> _Directions_: Retype the material below from its beginning through the line holding "top-left (45, 0), bottom-right (187, 13)", including that line.

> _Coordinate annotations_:
__________________________________________________
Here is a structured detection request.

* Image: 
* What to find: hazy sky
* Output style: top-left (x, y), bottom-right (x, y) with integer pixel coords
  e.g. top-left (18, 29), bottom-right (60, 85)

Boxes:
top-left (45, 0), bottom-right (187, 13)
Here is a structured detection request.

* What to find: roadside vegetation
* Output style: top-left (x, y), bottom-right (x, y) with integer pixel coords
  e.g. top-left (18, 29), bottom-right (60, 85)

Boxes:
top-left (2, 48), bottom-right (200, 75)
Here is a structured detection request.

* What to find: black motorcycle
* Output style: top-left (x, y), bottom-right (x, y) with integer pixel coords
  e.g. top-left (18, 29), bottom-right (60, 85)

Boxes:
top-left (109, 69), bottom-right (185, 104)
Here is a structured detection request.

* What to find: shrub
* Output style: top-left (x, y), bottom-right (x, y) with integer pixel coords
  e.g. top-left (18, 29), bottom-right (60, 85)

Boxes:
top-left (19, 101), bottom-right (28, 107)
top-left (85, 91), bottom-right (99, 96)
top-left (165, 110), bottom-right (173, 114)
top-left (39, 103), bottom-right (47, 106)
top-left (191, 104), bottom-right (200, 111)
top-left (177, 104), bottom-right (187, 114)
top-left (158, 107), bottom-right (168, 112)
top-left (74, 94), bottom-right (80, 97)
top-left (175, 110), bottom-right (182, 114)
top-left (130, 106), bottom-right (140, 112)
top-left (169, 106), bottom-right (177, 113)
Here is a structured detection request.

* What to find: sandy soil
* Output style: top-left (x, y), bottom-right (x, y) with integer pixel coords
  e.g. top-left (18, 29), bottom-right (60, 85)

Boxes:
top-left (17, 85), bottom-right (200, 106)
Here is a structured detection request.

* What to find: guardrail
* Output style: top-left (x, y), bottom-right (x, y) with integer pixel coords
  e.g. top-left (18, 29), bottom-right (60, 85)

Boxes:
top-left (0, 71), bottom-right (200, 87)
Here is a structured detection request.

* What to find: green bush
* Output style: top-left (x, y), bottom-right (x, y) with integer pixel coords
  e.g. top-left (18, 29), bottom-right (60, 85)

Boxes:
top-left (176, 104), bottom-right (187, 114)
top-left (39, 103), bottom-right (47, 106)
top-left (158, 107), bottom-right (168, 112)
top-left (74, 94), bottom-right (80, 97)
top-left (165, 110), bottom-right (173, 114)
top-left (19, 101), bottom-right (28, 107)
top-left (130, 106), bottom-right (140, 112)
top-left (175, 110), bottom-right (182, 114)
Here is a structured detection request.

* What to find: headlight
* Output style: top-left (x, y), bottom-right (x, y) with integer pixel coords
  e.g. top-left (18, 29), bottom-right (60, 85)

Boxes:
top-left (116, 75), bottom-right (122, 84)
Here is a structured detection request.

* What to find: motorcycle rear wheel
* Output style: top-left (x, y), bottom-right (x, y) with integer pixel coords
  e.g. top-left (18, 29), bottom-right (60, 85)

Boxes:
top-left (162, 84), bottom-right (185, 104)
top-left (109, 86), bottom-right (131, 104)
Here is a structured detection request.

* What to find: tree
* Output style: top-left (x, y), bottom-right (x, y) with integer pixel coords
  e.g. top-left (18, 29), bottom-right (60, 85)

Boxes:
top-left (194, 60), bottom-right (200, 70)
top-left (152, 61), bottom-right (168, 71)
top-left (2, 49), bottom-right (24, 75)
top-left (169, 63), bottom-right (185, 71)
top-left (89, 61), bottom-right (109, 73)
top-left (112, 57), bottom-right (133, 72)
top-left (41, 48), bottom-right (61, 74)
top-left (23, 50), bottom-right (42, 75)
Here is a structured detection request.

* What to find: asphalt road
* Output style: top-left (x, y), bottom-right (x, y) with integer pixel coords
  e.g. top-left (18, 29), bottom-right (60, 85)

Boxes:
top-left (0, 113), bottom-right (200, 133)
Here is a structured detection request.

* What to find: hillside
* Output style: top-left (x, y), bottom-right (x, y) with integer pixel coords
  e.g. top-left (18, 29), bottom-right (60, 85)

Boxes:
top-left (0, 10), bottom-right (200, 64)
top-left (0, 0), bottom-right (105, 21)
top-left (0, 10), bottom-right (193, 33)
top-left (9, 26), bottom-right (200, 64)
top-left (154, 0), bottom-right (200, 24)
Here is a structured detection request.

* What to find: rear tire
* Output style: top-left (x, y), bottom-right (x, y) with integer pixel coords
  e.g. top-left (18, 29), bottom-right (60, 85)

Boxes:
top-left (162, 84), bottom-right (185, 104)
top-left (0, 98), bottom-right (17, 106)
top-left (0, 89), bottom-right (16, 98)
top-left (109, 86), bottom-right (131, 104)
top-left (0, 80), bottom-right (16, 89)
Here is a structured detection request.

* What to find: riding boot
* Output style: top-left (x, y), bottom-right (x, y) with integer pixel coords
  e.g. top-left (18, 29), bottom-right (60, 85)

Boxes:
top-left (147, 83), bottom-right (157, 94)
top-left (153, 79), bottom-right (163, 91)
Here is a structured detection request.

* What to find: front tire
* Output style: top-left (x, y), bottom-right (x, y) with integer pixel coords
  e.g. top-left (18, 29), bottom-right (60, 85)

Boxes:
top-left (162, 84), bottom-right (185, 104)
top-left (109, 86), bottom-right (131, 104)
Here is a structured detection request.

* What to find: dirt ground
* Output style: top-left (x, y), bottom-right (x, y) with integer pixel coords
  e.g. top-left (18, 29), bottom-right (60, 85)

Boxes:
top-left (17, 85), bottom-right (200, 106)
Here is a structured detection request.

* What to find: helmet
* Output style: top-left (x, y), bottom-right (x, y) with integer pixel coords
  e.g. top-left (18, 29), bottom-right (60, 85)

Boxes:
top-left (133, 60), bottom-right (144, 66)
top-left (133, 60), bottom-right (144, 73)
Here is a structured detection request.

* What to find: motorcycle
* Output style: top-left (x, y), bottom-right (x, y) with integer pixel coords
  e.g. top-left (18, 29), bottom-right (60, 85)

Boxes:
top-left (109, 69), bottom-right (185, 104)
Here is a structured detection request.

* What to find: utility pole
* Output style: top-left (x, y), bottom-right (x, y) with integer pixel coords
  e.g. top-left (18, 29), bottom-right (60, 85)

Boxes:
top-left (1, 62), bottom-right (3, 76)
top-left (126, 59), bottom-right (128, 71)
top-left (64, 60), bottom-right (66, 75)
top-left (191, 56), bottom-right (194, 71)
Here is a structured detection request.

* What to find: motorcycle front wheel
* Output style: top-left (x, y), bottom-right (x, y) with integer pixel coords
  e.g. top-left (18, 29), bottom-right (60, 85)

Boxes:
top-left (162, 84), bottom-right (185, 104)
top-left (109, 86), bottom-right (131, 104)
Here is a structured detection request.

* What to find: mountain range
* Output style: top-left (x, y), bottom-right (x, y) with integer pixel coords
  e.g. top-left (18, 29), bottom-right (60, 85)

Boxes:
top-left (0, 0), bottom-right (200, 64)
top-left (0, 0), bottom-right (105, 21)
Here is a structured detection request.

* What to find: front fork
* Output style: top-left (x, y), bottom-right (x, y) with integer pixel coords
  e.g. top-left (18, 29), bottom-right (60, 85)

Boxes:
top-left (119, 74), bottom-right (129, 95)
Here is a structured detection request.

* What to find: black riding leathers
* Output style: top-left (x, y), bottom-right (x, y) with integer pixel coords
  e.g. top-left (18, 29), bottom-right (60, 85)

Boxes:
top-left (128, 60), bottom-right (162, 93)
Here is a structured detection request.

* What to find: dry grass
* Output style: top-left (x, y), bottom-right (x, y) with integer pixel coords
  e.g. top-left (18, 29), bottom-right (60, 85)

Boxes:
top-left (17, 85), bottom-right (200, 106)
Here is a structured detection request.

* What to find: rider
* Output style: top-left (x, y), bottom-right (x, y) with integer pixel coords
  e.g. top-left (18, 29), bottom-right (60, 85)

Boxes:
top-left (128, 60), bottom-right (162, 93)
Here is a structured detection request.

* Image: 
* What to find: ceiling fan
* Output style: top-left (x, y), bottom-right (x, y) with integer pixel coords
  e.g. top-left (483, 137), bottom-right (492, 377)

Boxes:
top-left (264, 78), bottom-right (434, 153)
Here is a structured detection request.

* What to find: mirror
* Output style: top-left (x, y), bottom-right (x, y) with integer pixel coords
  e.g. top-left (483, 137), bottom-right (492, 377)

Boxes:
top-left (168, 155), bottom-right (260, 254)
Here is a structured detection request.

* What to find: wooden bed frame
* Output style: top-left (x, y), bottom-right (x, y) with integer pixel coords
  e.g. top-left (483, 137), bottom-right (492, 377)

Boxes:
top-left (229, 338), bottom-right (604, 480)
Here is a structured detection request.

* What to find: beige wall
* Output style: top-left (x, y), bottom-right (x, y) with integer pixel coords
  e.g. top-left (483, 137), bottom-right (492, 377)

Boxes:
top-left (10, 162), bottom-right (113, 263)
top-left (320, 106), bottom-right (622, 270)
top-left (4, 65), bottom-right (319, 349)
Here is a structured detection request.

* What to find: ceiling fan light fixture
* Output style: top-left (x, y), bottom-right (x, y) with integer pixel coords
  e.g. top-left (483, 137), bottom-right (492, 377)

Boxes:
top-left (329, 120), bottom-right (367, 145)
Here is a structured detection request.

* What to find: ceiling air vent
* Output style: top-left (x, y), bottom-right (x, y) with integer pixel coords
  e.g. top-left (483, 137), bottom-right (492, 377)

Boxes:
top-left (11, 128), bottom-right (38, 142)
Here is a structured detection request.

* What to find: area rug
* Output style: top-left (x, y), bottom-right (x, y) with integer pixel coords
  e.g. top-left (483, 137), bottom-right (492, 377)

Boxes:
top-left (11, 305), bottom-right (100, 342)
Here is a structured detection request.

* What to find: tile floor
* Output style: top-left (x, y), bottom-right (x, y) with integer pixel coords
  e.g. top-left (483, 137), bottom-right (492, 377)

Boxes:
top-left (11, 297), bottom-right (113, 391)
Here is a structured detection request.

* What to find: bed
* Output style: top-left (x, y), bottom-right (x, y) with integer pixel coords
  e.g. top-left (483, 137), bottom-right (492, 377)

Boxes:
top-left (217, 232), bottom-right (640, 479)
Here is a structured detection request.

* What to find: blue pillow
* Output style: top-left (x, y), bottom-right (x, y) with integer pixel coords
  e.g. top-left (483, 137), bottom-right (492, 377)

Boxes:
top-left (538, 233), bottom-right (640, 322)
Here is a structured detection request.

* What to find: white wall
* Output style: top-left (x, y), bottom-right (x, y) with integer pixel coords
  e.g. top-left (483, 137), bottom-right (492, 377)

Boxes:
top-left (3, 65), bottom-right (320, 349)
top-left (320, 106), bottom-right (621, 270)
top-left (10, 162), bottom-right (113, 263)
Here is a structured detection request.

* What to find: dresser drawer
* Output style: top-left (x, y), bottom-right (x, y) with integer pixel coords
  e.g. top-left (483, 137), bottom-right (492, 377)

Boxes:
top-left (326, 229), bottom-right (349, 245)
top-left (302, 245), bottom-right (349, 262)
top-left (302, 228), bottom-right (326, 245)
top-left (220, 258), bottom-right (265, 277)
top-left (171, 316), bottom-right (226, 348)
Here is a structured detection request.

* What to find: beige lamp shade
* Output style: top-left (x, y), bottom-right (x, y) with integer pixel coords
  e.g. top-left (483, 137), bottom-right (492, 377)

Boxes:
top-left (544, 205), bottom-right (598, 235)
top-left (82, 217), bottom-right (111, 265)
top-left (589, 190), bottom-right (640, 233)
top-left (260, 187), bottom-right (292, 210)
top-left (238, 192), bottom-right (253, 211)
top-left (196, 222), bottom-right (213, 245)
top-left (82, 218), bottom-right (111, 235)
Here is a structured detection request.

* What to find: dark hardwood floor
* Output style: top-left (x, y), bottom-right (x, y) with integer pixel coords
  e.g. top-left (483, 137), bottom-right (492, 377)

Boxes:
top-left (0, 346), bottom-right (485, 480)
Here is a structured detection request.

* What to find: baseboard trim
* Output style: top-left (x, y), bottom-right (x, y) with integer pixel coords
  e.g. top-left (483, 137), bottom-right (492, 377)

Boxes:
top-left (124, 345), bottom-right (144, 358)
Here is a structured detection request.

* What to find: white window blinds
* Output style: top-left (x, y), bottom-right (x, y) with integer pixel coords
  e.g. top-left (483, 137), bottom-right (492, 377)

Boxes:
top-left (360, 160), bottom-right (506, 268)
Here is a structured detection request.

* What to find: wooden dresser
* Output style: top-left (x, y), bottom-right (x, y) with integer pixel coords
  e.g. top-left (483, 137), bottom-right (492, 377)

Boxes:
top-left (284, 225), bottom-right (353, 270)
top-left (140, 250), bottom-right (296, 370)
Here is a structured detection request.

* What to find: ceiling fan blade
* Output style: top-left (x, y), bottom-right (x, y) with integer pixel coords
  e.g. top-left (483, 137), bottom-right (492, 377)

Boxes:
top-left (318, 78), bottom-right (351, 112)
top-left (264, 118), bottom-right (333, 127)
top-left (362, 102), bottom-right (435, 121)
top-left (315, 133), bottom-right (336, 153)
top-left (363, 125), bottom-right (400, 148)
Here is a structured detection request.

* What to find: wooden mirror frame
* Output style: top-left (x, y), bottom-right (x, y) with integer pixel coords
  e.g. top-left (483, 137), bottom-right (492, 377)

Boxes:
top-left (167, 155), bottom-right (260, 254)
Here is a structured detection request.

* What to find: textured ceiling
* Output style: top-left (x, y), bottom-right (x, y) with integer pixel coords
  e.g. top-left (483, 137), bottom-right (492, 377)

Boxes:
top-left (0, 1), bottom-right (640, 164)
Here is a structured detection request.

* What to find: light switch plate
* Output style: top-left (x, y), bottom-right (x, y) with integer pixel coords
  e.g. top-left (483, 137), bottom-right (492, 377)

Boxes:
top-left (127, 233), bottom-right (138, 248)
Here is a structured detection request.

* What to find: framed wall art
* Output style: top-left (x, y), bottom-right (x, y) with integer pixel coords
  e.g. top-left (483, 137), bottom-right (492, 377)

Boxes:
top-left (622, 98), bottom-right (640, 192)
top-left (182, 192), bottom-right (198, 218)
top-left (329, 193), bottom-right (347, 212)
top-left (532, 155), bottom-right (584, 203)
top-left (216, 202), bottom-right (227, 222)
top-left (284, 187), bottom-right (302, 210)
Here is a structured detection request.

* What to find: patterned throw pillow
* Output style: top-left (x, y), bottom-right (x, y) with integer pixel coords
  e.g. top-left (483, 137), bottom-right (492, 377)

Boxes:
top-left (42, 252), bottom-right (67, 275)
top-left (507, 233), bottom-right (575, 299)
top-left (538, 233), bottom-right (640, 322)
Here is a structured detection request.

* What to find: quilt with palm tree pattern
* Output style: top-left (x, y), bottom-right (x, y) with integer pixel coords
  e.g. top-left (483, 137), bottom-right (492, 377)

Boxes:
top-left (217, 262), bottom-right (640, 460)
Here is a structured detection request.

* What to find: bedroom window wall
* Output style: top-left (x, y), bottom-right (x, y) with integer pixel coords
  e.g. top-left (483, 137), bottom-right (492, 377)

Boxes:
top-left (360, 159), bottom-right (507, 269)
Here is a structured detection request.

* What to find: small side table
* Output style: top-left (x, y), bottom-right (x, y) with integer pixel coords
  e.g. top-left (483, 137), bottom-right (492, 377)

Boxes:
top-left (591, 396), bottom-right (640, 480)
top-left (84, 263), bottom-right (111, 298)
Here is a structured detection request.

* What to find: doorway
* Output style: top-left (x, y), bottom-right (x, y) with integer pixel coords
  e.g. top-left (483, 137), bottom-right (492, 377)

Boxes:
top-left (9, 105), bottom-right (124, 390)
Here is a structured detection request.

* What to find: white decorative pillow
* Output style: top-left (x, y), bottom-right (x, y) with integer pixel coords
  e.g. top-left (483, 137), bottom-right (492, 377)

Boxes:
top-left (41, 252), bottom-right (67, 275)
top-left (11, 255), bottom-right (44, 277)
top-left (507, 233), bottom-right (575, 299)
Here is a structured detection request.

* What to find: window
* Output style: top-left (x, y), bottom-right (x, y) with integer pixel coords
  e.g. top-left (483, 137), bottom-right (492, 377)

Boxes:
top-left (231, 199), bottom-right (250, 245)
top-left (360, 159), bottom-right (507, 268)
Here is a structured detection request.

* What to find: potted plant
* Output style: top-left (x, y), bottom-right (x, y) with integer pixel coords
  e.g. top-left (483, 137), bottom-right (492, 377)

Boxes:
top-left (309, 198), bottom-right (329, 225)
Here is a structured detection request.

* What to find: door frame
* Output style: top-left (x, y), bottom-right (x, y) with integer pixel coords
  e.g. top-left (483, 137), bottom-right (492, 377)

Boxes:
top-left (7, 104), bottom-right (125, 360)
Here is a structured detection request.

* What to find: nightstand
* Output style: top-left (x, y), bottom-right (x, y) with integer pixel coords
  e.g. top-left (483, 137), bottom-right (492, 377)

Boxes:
__________________________________________________
> _Written solution_:
Here is a structured detection request.

* Image: 
* What to find: hazy sky
* Output style: top-left (x, y), bottom-right (x, y) with integer pixel coords
  e.g. top-left (18, 29), bottom-right (60, 85)

Boxes:
top-left (45, 0), bottom-right (187, 13)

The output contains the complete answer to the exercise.